* **Task brief**: Copy out the records from the line with "# draw the outline of every instance of the glass" up to and including the line with "45 33 L 47 33", keeping each line the same.

Excerpts from segmentation records
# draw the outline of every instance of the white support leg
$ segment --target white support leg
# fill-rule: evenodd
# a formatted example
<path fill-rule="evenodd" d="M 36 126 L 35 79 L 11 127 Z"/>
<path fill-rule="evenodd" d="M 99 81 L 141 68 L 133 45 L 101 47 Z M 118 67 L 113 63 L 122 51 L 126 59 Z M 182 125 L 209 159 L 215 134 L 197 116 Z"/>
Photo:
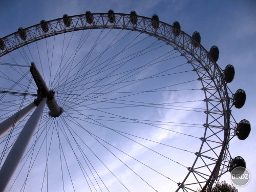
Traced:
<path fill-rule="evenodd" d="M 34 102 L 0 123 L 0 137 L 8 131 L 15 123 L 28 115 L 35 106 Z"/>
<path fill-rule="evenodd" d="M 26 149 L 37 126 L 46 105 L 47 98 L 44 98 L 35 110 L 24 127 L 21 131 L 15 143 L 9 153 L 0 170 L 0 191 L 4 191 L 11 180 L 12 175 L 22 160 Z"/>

--

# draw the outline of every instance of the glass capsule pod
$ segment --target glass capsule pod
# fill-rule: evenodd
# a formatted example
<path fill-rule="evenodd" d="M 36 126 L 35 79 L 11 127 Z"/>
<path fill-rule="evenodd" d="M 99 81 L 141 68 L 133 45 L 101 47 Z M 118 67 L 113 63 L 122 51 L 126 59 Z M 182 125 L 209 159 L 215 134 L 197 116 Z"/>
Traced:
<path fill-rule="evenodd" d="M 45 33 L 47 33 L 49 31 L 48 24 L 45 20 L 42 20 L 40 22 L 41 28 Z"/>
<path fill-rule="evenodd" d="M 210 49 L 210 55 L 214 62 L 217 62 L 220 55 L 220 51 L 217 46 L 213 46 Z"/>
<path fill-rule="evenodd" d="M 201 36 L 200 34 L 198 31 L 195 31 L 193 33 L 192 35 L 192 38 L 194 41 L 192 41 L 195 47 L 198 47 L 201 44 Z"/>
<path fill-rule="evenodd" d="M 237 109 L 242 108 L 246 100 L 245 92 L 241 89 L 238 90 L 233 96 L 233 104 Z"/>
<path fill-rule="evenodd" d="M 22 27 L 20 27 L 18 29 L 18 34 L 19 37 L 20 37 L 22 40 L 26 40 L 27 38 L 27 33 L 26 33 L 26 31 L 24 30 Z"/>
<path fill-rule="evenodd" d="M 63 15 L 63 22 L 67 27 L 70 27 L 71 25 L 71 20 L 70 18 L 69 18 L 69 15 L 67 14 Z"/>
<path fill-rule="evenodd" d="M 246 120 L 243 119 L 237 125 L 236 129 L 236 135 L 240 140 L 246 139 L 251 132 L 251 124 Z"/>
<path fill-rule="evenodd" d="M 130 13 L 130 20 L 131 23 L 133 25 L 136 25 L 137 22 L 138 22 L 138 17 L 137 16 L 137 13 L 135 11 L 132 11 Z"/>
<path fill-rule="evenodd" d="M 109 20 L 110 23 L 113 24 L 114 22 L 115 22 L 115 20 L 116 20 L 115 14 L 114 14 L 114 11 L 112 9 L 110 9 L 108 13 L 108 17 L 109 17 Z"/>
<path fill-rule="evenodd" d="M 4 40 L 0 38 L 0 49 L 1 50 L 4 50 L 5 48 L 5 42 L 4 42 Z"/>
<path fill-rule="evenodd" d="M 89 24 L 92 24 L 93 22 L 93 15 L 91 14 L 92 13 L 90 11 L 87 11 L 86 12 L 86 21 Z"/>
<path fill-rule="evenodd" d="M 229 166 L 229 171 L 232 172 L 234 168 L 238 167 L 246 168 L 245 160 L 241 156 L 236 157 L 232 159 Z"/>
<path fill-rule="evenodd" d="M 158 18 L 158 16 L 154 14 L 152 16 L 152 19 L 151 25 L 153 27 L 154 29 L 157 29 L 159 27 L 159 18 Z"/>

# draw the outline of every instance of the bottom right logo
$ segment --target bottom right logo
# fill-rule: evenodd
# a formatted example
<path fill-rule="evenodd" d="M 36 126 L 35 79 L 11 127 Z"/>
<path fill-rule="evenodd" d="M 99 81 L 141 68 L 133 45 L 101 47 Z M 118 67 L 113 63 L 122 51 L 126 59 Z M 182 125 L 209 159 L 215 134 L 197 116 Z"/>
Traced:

* **Result**:
# draw the outline of every instance of the glass capsule pod
$ segment --target glass capsule pod
# fill-rule: evenodd
# a formatted example
<path fill-rule="evenodd" d="M 36 126 L 35 79 L 11 127 Z"/>
<path fill-rule="evenodd" d="M 99 81 L 141 68 L 133 45 L 101 47 Z M 118 67 L 113 63 L 122 51 L 126 59 Z M 182 125 L 209 159 L 215 134 L 197 116 Z"/>
Traced:
<path fill-rule="evenodd" d="M 45 33 L 47 33 L 49 31 L 48 24 L 45 20 L 42 20 L 40 22 L 41 28 Z"/>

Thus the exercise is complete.